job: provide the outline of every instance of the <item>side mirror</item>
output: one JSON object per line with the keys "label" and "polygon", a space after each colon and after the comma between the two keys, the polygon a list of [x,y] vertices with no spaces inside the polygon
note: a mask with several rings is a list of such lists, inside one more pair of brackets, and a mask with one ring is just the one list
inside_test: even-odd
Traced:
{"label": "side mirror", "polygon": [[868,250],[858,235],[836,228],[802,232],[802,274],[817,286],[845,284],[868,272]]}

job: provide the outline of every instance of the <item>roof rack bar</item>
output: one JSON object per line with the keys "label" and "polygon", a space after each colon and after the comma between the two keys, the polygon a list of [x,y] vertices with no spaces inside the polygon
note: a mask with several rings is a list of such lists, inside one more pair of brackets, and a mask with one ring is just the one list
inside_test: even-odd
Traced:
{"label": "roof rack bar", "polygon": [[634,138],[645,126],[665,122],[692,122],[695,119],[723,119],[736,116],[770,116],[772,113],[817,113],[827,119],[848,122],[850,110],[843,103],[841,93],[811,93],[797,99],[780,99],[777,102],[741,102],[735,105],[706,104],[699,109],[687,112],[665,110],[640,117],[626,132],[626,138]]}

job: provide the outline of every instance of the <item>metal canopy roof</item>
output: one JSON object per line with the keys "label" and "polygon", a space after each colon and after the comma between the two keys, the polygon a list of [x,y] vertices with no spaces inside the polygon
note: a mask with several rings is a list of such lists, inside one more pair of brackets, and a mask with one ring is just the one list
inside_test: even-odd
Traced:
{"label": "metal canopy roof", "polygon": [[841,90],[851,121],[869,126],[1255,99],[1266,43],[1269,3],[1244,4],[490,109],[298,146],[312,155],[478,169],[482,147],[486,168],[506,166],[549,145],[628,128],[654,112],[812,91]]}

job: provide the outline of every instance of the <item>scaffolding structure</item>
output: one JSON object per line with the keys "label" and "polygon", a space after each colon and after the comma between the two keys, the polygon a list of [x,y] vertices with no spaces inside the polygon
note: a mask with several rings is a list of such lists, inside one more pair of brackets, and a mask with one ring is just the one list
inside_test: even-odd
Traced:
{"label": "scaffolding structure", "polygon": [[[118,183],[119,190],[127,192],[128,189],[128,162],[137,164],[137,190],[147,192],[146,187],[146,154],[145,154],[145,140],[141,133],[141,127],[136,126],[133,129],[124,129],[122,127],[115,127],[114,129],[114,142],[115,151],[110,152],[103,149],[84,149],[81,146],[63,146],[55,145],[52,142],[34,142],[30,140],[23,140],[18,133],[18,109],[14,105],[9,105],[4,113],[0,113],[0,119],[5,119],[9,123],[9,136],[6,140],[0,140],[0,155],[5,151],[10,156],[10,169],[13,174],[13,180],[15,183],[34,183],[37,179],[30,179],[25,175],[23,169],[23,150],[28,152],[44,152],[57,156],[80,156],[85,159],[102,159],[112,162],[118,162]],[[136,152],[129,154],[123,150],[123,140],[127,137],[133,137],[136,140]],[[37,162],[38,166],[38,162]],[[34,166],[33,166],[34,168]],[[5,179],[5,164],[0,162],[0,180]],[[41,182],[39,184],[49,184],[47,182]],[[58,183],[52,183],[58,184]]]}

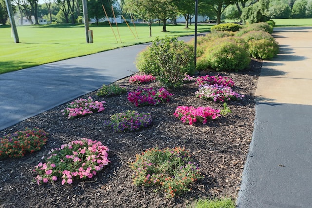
···
### [Exercise aim]
Pull out each line of the rows above that contains the string "every", and copy those lines unchanged.

### [Answer to this task]
job: provide the outline of every instance of the <item>side mirror</item>
job: provide the outline of every instance of the <item>roof rack bar</item>
job: provide the outline of every instance of the <item>metal canopy roof</item>
job: provide the outline of every instance of the <item>scaffolding structure</item>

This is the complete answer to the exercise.